Selected passage »

* * * * *

Bhaktha Gowri (alt. Bhaktha Gauri) is a 1941 Indian Tamil language film directed by S. Notani. The film stars S. D. Subbaiah and U. R. Jeevarathinam.

Plot
Lord Shiva blesses the Saivaite couple (K. K. Perumal and P. A. Rajamani) with a girl child (U. R. Jeevarathinam). The girl falls in love with a Vaishnavaite boy (S. D. Subbaiah). The boy's mother (Paramakudi S. Sivabhaghyam) opposes their love as the girl is a Saivaite. After much trials and tribulations the boy and girl are married with Lord Shiva's blessings who shows to the world that Shiva and Vishnu are one and the same.

Cast
The list is adapted from The Hindu review article.

Male cast
S. D. Subbaiah
K. K. Perumal
C. V. V. Panthulu
Kali N. Rathnam
M. R. Swaminathan
T. S. Durairaj
L. Narayana Rao

Female cast
U. R. Jeevarathinam
P. A. Rajamani
C. T. Rajakantham
P. S. Sivabhaghyam

Production
The film was produced by T. R. Sundaram under his own banner Modern Theatres and was directed by S. Notani. P. A. Rajamani who featured as the mother of U. R. Jeevarathinam is the elder sister of actress and playback singer P. A. Periyanayaki. P. S. Sivabhaghyam, better known as Paramakudi Sivabhaghyam was famous for her gramophone records.

* * * * *

Brief 1 »
According to the Bhaktha Gowri article, who produced the film?
Brief 2 »
Reproduce the part of the Bhaktha Gowri article that begins at the words "Female cast" and ends after the words "her gramophone records.".
Brief 3 »
Write what comes next in the article on the film Bhaktha Gowri, picking up after its final sentence.
The rows have nothing to do with what you are asked here.

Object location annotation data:
* * * * *

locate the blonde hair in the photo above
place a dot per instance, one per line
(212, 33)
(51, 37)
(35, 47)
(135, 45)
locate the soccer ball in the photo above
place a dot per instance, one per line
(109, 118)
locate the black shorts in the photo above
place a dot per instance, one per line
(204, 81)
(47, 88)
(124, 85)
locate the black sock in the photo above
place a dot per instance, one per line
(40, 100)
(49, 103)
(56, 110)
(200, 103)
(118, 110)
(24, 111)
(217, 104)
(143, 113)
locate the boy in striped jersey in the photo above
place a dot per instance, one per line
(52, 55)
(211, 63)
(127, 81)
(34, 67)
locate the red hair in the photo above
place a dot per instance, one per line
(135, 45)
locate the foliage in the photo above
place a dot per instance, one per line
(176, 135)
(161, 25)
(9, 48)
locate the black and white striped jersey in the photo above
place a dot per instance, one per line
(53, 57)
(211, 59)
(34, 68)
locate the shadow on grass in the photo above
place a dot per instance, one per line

* * * * *

Written reply 1 »
T. R. Sundaram produced it under his own banner, Modern Theatres.

Written reply 2 »
Female cast
U. R. Jeevarathinam
P. A. Rajamani
C. T. Rajakantham
P. S. Sivabhaghyam

Production
The film was produced by T. R. Sundaram under his own banner Modern Theatres and was directed by S. Notani. P. A. Rajamani who featured as the mother of U. R. Jeevarathinam is the elder sister of actress and playback singer P. A. Periyanayaki. P. S. Sivabhaghyam, better known as Paramakudi Sivabhaghyam was famous for her gramophone records.

Written reply 3 »
Soundtrack
S. Velsamy Kavi penned the lyrics. No single person was credited as the music composer. The group of instrumentalists are:
 T. M. Ibrahim... Organ, Piano
 B. Rangaiah Naidu... Clarinet
 M. K. Nadaraja Bhagavathar... Fiddle
 S. R. Marutha Pillai... Flute
 K. R. Harihara Iyer... Jalatharang
 S. Abdul Khader... Sarangi
 T. P. Chinniah... Tabela
 D. R. Rao... Gadam
 S. P. Ponraj... Udophon

The song "Theruvil varaandi, Velan thaeril varaandi", sung by U. R. Jeevarathinam is a hit even today.

Reception
Randor Guy, writing in 2010 said the film is "Remembered for the melodious music and the hit of the day, Theruvil varaandee'".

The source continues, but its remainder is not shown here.